▶ **Exercise**
Count the lines in the items below that contain the word "house". Give only that number.

** START Entries provided **

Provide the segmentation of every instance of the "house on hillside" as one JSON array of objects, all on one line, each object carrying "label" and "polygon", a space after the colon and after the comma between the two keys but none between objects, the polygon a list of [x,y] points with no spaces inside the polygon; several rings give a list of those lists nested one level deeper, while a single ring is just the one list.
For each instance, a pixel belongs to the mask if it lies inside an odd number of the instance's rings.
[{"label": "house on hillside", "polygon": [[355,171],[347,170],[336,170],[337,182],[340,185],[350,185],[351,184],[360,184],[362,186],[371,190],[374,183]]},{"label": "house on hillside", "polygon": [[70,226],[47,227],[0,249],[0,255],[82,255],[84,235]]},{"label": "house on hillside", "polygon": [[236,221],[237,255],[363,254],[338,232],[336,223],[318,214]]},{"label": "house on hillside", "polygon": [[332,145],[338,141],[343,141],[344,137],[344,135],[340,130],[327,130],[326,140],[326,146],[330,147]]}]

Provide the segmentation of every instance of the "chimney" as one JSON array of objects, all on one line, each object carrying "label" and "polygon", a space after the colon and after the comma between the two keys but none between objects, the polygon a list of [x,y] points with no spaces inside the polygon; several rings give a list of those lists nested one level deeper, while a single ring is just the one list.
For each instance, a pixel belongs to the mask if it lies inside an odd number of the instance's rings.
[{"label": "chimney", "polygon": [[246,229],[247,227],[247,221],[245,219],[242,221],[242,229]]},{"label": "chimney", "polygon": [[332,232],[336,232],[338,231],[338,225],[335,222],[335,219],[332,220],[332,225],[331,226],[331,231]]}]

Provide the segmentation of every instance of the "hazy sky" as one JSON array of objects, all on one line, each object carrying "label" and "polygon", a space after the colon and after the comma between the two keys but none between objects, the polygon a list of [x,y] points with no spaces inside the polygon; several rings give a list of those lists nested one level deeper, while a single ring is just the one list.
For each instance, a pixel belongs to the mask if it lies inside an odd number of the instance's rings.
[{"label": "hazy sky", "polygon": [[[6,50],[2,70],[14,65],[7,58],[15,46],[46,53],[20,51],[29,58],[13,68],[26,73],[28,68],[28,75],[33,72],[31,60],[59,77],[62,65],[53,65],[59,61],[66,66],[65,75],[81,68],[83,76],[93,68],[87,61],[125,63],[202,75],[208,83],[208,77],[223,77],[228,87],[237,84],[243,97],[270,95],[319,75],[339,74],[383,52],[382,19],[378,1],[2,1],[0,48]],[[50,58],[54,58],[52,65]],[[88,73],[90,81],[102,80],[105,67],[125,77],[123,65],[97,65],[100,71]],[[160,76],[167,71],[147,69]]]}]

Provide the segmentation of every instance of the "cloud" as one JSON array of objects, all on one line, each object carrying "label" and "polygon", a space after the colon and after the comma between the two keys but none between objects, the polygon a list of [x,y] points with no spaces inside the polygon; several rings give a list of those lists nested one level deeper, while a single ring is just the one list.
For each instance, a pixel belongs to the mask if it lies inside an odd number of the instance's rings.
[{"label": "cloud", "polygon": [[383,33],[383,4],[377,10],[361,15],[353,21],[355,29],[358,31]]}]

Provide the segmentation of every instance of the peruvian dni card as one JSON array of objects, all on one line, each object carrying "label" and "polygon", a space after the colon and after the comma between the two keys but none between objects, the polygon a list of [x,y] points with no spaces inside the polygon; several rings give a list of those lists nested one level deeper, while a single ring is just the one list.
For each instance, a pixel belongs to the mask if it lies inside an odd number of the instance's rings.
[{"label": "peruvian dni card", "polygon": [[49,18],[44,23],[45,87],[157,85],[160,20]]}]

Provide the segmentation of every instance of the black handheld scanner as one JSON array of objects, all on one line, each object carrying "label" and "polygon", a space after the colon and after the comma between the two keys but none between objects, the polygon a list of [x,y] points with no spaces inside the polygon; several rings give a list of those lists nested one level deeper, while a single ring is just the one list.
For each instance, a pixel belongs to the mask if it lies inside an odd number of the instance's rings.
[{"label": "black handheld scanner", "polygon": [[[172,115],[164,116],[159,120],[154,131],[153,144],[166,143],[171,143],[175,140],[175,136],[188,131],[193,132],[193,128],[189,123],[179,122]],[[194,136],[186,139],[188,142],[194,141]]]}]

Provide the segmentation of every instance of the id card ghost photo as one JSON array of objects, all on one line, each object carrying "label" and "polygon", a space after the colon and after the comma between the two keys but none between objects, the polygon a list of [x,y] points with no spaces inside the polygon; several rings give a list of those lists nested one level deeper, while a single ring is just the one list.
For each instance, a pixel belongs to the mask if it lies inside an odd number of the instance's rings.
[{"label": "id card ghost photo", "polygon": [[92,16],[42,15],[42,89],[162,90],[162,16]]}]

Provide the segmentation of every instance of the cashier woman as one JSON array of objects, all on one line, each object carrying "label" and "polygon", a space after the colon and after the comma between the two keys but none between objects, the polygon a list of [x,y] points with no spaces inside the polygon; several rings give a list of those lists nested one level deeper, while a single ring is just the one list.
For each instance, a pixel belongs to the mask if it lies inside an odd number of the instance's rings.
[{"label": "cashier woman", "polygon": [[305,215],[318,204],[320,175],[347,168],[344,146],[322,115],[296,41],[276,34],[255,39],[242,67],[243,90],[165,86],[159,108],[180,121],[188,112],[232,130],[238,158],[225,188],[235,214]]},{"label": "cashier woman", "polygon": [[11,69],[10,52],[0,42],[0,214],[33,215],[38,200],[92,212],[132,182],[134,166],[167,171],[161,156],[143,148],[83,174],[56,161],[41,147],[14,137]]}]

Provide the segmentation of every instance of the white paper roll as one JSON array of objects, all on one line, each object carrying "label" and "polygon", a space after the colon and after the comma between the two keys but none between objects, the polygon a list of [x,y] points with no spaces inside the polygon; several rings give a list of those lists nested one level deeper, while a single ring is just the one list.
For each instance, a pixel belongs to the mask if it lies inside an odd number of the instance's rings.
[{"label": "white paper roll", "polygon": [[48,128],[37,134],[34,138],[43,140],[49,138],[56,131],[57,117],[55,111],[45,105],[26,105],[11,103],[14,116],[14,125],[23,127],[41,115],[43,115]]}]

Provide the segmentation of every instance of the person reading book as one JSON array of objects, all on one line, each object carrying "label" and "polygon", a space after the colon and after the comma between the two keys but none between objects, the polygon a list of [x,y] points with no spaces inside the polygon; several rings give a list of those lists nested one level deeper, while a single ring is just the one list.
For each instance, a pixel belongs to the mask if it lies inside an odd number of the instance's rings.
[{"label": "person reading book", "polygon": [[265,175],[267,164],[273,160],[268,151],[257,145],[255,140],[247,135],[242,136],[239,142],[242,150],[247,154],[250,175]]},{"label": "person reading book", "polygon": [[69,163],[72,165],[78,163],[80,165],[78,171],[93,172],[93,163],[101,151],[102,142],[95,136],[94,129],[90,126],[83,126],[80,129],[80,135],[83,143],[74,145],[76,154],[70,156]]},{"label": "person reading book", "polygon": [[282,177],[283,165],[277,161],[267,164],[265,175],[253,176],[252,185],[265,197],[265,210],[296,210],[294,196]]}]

** END Entries provided **

▶ **The completed task**
2